**SHORT EXERCISE:** Present every line of the records below as a numbered list, omitting any blank lines.

Start of SUPPLIED RECORDS

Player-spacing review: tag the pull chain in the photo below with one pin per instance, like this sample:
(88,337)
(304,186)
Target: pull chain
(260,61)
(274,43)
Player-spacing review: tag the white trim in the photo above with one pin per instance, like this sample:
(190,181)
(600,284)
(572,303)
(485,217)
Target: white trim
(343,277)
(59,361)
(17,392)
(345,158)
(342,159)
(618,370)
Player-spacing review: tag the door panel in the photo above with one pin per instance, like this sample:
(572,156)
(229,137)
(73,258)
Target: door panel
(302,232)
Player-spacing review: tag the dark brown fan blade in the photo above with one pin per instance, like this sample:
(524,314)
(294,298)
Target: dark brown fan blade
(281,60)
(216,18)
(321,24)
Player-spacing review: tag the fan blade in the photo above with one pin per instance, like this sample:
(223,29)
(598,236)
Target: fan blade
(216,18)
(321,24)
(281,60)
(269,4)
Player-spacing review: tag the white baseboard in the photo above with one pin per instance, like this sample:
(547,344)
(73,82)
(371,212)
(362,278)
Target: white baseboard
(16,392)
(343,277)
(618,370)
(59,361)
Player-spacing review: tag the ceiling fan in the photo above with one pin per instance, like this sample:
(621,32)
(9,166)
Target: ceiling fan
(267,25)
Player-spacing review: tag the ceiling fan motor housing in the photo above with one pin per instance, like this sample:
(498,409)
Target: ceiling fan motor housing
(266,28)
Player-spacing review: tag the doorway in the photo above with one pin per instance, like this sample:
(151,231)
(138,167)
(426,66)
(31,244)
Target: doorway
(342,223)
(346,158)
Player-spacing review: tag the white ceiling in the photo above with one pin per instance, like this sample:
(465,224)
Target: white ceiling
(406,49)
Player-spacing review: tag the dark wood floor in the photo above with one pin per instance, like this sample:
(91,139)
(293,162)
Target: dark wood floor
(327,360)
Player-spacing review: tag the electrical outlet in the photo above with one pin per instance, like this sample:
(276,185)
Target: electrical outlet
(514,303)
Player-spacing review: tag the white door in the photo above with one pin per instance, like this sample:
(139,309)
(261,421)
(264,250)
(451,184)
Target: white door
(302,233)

End of SUPPLIED RECORDS

**THE COMPLETED TASK:**
1. Player-spacing review: tag the pull chain in the photo below with one pin per instance, like this sample:
2. (88,337)
3. (304,186)
4. Target: pull chain
5. (260,61)
6. (274,43)
7. Player-spacing review: tag the white trim in the photo above with one pin per instance, like this sample:
8. (190,181)
9. (600,284)
10. (572,303)
11. (485,217)
12. Target: white trim
13. (343,277)
14. (59,361)
15. (17,392)
16. (345,158)
17. (342,159)
18. (618,370)
19. Player-spacing review: tag the door panel in the photo above with one pin per instance, like this sample:
20. (572,156)
21. (229,137)
22. (73,258)
23. Target: door panel
24. (302,232)
25. Player-spacing review: tag the dark brown fan blade in the photo above with one pin per instance, like this sample:
26. (524,314)
27. (294,298)
28. Target: dark brown fan blade
29. (281,60)
30. (216,18)
31. (321,24)
32. Player-spacing review: tag the fan blade in the photo above with one pin per instance, like this sample:
33. (223,29)
34. (598,236)
35. Target: fan blade
36. (216,18)
37. (321,24)
38. (281,60)
39. (269,4)
40. Player-spacing review: tag the white baseboard in the photo above with one pin per instance, like this sample:
41. (547,344)
42. (73,82)
43. (371,212)
44. (362,278)
45. Target: white baseboard
46. (16,392)
47. (343,277)
48. (618,370)
49. (59,361)
50. Player-spacing review: tag the ceiling fan in the photo above with one pin per instance, like this sample:
51. (621,32)
52. (9,166)
53. Target: ceiling fan
54. (267,25)
55. Player-spacing review: tag the ceiling fan motor housing in the photo above with one pin per instance, like this sample:
56. (498,409)
57. Target: ceiling fan motor housing
58. (266,28)
59. Player-spacing review: tag the doorway in the photo above with one pin per instance, like this sample:
60. (151,231)
61. (138,167)
62. (426,66)
63. (31,244)
64. Target: doorway
65. (342,223)
66. (346,158)
67. Player-spacing review: tag the white ceiling in the photo above with one pin per instance, like this sample:
68. (465,224)
69. Target: white ceiling
70. (406,49)
71. Player-spacing review: tag the dark wood floor in the photo above with one pin per instance, like this sample:
72. (91,139)
73. (293,162)
74. Target: dark wood floor
75. (327,360)
76. Player-spacing review: tag the electrical outlet in the photo above with one pin per instance, like this sample:
77. (276,185)
78. Target: electrical outlet
79. (514,303)
80. Player-spacing review: tag the white door in the photo above with one pin per instance, like this sample:
81. (139,309)
82. (261,421)
83. (264,250)
84. (451,184)
85. Target: white door
86. (302,233)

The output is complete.